Instructions to follow: Exactly the lines from the one holding "Target: horse's hoof" through the last line of the listing below must appear in the answer, and no pictures.

Extracted material:
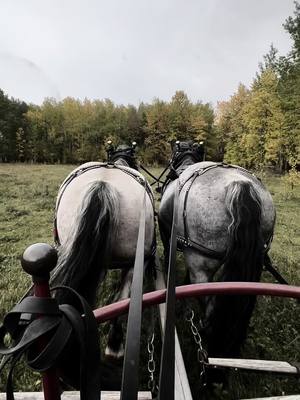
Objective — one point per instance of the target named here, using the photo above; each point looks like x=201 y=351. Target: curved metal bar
x=114 y=310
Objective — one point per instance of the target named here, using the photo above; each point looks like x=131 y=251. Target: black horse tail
x=230 y=316
x=84 y=257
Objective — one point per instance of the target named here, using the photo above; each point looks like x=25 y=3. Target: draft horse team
x=225 y=224
x=226 y=220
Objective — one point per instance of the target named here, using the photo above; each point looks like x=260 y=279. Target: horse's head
x=186 y=153
x=122 y=154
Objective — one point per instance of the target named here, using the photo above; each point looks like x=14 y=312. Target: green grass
x=27 y=199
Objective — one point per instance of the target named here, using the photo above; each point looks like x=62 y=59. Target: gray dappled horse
x=226 y=220
x=97 y=219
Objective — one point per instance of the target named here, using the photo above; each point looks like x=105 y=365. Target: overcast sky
x=134 y=50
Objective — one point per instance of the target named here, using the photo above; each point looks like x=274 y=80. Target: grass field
x=28 y=194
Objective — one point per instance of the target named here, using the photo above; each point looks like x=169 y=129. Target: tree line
x=257 y=127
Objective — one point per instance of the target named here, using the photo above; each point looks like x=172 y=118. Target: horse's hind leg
x=201 y=270
x=115 y=347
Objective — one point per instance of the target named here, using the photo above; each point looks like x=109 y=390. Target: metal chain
x=151 y=365
x=202 y=355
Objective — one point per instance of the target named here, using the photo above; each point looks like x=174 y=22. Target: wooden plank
x=292 y=397
x=258 y=365
x=182 y=387
x=73 y=396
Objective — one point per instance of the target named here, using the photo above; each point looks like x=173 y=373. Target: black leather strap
x=34 y=317
x=129 y=389
x=167 y=365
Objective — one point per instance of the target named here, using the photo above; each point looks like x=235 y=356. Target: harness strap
x=167 y=368
x=31 y=319
x=129 y=387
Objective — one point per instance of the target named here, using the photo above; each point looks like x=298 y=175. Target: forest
x=257 y=127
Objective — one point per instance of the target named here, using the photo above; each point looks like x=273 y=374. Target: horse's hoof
x=110 y=353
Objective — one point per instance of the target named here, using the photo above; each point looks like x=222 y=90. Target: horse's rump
x=206 y=207
x=130 y=189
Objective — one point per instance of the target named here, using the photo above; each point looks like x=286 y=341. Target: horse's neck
x=122 y=161
x=186 y=162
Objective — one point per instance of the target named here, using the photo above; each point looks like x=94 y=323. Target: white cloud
x=131 y=51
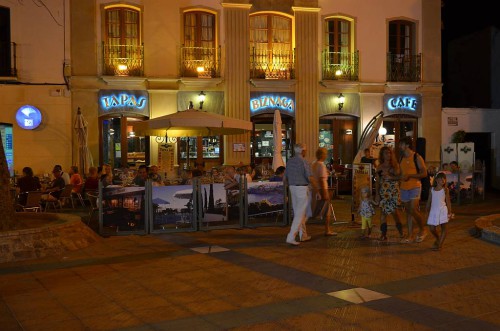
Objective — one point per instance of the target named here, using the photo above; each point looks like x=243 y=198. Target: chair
x=33 y=199
x=93 y=198
x=65 y=195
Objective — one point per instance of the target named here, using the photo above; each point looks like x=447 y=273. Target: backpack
x=425 y=181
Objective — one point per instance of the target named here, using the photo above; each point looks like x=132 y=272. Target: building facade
x=36 y=120
x=329 y=67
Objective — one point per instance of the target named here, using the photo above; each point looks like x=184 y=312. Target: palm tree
x=8 y=221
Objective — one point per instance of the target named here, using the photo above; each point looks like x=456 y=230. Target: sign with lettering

Written answer:
Objective — one point per instance of the target named here, using the photo above; each point looks like x=273 y=374. Target: horse's hoof
x=110 y=353
Objective — one point per instance of the target named here, using the photo above; each point looks like x=222 y=90. Target: horse's rump
x=206 y=207
x=130 y=189
Objective — one point per instance of the target named here, using the photo above; each point looks like x=286 y=341. Target: horse's neck
x=122 y=161
x=186 y=162
Objective — one point per instance of the target named here, using the photo above; each point looks like x=94 y=323. Target: white cloud
x=131 y=51
Objective — one point per instance of the target named here, using the photo above; each point looks like x=243 y=198. Target: chair
x=33 y=199
x=93 y=198
x=65 y=195
Objective — one point per instance of the target named here, using the photo above; each point looks like x=447 y=273. Target: backpack
x=425 y=181
Objective — one point per instance of the target named here, using the photo above; each point looks like x=132 y=272. Target: building facade
x=36 y=120
x=329 y=67
Objective — one point per instance of the target named here, using the photo above; each point looks like x=184 y=312. Target: palm tree
x=8 y=221
Objective — one point per instance of the target named here, using the photo above; each point looks like x=456 y=230. Target: sign with lettering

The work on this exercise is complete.